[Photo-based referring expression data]
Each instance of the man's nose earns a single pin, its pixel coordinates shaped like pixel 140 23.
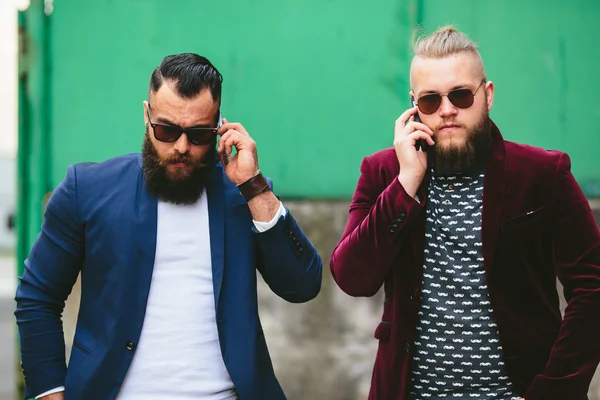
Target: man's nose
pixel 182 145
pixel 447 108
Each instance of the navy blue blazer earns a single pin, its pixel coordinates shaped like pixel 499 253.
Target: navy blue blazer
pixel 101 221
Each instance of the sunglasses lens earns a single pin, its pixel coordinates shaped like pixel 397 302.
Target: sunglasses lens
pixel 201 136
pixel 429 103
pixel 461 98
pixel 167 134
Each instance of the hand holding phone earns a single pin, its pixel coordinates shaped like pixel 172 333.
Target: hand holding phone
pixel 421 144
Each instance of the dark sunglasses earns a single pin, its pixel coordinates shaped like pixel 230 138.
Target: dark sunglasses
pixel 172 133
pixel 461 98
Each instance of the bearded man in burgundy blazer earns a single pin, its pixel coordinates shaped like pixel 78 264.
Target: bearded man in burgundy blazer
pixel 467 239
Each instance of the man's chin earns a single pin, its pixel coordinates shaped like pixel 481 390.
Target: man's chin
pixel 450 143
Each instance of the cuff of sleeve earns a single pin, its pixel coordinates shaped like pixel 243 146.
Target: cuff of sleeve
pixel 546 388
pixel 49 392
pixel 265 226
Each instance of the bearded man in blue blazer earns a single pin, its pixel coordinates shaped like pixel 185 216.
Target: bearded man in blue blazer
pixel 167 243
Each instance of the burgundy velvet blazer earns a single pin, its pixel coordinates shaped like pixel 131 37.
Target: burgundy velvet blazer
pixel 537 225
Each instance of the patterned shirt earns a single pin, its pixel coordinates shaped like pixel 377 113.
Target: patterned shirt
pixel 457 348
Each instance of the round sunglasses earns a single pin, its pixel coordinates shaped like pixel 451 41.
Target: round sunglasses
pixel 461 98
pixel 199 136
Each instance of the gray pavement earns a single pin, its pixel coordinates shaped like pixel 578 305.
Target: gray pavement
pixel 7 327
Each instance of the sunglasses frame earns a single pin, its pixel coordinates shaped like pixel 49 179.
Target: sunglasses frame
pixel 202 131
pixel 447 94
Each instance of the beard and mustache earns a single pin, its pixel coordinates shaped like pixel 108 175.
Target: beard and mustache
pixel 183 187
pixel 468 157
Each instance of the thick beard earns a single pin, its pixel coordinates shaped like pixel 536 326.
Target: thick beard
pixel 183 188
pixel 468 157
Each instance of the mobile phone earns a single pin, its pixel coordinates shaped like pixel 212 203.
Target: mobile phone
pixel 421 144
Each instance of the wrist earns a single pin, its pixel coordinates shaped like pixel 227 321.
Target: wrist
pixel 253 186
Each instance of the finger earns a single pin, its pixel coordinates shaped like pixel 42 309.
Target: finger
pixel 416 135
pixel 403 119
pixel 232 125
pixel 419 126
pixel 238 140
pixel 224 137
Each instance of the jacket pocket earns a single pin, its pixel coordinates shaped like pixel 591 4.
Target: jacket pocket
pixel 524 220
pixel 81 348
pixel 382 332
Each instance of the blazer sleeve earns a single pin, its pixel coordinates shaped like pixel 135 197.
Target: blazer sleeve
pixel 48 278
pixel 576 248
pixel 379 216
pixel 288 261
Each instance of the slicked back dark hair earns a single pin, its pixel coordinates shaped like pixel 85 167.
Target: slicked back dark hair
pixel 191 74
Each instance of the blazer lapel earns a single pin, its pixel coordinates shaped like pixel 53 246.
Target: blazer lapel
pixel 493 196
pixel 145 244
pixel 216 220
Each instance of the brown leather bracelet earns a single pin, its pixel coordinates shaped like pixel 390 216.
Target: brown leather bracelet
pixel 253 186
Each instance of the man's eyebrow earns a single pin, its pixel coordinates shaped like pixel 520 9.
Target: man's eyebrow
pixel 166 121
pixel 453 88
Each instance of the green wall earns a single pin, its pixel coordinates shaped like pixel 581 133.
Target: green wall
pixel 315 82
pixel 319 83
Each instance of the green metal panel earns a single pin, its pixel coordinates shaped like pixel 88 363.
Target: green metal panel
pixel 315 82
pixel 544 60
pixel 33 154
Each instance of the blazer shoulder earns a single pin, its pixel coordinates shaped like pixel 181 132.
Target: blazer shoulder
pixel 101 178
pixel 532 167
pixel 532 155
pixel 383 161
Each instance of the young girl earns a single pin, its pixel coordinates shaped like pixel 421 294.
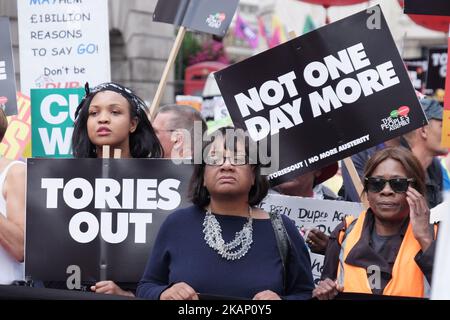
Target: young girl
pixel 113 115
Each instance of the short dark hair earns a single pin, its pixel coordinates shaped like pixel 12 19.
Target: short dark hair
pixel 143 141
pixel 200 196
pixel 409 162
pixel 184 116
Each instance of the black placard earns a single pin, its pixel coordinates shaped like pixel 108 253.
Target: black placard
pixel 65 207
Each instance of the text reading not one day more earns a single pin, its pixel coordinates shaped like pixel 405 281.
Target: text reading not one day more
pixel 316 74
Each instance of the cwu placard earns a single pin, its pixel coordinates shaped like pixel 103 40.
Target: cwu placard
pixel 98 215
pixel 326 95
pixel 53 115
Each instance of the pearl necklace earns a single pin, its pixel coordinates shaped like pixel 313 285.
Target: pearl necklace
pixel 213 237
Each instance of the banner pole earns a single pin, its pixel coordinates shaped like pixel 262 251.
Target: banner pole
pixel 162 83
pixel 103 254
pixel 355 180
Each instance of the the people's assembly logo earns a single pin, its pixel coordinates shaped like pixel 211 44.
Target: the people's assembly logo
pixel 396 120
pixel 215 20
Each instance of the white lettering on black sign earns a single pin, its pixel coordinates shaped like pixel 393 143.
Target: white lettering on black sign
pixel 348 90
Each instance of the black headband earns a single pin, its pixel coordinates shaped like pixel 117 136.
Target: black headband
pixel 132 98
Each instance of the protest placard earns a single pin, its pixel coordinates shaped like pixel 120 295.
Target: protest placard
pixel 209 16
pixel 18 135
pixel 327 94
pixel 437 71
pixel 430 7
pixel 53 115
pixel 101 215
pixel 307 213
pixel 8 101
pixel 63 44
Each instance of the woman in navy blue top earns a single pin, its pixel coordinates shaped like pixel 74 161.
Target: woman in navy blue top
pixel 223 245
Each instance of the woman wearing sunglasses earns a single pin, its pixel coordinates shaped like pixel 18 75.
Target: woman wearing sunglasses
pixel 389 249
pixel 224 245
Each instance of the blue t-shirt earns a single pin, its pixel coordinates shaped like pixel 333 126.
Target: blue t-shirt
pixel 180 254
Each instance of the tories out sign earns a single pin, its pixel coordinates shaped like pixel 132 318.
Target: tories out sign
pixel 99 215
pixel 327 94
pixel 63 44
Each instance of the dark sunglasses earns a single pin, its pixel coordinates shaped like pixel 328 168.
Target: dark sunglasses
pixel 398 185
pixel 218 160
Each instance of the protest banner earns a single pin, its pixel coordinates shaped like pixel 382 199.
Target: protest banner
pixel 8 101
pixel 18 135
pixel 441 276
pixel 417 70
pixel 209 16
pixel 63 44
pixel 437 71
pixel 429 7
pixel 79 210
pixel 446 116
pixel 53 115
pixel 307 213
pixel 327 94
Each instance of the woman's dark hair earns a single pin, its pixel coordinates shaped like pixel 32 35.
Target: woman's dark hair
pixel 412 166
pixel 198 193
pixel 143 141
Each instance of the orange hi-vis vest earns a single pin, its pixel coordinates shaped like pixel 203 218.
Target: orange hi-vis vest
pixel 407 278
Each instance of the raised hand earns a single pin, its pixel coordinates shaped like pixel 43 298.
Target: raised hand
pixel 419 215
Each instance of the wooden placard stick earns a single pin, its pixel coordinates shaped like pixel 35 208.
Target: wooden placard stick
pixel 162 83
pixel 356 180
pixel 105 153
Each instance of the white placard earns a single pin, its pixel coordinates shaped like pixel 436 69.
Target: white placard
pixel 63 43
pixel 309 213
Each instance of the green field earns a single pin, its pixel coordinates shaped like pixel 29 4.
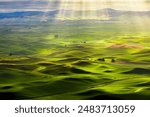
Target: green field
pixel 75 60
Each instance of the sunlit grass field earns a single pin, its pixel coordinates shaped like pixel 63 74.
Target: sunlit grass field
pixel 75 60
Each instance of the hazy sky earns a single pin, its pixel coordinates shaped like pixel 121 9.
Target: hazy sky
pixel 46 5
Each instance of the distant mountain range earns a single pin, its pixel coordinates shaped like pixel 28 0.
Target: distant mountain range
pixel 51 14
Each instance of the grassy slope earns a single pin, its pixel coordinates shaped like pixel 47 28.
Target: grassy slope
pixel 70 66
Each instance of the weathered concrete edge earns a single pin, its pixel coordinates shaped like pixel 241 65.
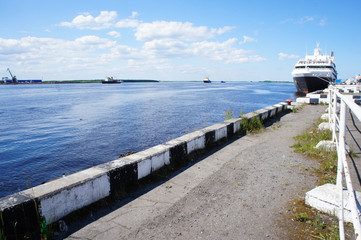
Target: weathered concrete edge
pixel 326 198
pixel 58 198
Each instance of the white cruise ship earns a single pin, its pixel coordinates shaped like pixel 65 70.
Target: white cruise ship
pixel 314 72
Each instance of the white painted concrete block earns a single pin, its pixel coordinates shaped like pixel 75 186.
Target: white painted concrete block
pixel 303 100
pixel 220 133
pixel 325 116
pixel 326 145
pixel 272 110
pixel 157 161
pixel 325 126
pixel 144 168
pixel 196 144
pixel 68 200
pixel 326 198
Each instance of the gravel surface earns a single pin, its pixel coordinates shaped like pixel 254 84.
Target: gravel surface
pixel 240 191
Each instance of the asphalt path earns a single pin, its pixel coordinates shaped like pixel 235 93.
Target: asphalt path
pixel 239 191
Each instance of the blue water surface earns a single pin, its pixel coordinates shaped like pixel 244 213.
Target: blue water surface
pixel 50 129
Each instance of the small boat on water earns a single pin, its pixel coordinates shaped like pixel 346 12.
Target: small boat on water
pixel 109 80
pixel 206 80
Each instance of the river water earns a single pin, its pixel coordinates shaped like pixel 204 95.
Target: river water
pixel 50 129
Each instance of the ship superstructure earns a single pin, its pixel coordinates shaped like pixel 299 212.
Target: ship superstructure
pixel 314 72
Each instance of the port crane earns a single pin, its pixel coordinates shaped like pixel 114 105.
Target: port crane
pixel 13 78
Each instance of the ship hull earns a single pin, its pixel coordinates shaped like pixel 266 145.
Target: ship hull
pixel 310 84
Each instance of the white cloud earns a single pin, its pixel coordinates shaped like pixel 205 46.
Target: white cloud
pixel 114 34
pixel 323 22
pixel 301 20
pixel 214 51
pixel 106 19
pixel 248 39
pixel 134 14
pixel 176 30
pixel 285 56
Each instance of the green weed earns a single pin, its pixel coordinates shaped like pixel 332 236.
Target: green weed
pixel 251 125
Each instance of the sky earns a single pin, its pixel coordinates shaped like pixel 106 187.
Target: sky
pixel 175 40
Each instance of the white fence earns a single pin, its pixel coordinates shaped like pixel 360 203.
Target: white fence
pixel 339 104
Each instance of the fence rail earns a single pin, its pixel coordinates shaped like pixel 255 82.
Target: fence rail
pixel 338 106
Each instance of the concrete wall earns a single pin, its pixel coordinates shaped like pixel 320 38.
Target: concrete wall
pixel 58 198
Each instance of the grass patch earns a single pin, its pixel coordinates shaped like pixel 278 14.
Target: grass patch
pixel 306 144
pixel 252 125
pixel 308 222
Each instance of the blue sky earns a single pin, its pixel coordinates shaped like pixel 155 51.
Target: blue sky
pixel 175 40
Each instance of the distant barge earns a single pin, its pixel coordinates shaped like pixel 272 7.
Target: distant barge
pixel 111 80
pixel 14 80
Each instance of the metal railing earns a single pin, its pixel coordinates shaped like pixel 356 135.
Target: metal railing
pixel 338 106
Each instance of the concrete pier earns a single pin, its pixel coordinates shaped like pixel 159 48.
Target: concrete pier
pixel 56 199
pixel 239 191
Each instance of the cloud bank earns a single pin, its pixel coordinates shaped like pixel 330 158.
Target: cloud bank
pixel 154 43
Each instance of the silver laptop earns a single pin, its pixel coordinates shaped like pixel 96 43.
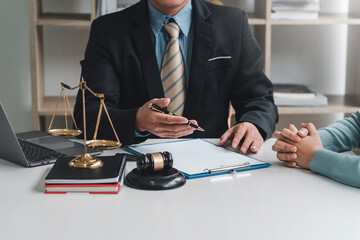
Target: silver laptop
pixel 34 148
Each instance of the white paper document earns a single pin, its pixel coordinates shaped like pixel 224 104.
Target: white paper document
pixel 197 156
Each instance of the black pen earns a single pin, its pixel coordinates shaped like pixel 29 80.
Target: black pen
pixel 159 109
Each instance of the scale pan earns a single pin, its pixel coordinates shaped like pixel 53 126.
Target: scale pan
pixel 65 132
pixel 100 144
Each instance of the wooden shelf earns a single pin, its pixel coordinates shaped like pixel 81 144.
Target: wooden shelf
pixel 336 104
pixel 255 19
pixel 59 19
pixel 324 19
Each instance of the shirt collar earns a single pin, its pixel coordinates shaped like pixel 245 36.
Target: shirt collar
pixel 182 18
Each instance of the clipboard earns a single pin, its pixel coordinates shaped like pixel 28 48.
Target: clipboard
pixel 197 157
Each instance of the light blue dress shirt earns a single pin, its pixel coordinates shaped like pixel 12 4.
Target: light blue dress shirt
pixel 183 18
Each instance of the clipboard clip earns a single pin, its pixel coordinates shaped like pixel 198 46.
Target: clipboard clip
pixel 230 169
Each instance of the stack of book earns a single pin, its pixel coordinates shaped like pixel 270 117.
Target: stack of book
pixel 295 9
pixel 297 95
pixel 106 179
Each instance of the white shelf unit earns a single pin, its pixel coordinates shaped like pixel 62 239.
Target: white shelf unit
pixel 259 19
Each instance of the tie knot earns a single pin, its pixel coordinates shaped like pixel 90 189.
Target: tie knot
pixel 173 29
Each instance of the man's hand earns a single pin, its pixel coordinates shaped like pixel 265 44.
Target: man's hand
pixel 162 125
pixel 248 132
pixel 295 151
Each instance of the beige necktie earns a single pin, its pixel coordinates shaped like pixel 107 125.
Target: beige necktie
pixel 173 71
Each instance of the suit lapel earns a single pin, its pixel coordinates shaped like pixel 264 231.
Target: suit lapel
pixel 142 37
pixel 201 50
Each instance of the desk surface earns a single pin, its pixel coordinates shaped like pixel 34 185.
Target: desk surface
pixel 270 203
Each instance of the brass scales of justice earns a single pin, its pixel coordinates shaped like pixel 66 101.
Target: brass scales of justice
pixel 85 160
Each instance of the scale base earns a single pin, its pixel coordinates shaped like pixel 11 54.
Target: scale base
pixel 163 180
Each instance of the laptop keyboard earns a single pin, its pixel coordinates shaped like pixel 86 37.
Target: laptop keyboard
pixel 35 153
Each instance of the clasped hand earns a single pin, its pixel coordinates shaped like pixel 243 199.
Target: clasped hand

PROBLEM TO WORK ON => Copy every line from the records that holds the string "clasped".

TASK SOLUTION =>
Each instance of the clasped hand earns a single pin, its pixel coordinates shaped like pixel 243 199.
Target: clasped hand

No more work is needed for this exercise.